SELECTION:
------------------------------------

The site from which it comes has a number of nuggets of brilliance. I love it, though I dare say it could be updated more frequently ;)

Saturday, March 14, 2009

So pretty

Thought you might like this...

Dont eat them!

I recently put a pretty shoddy entry in for a competition set up by Mars. The idea was 'you get 3 mars bars, and make them into something'. Although it appears that the majority of people ate them (thus essentially making them into heat and various molecular bonds) some people made them into AMAZING things...



Monday, March 09, 2009

You might not know

I recently found a few things out about the physical world that you might like to know:

1. Socks, when put under the grill slightly damp, can melt and become completely solid upon cooling.

2. You can grow fungus (i suspect Penicillium) on margarine.

3. You can change the colour of earplugs by putting them in the washing machine in an appropriately coloured sock (ones that you haven't melted.)

------------------------------------

PROVIDED MATERIAL:

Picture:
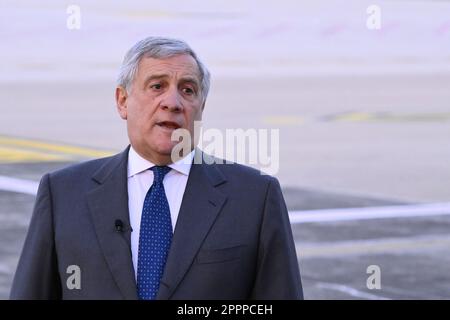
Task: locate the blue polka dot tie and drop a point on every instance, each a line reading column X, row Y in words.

------------------------------------

TASK REQUIREMENTS:
A. In the blog excerpt, how many Mars bars did the competition give each entrant?
B. Rewrite the part of the blog excerpt that opens with "The site from" and closes with "might like this...", putting "gems" in place of "nuggets".

ANSWERS FOR THE EXERCISE:
A. Three

B.
The site from which it comes has a number of gems of brilliance. I love it, though I dare say it could be updated more frequently ;)

Saturday, March 14, 2009

So pretty

Thought you might like this...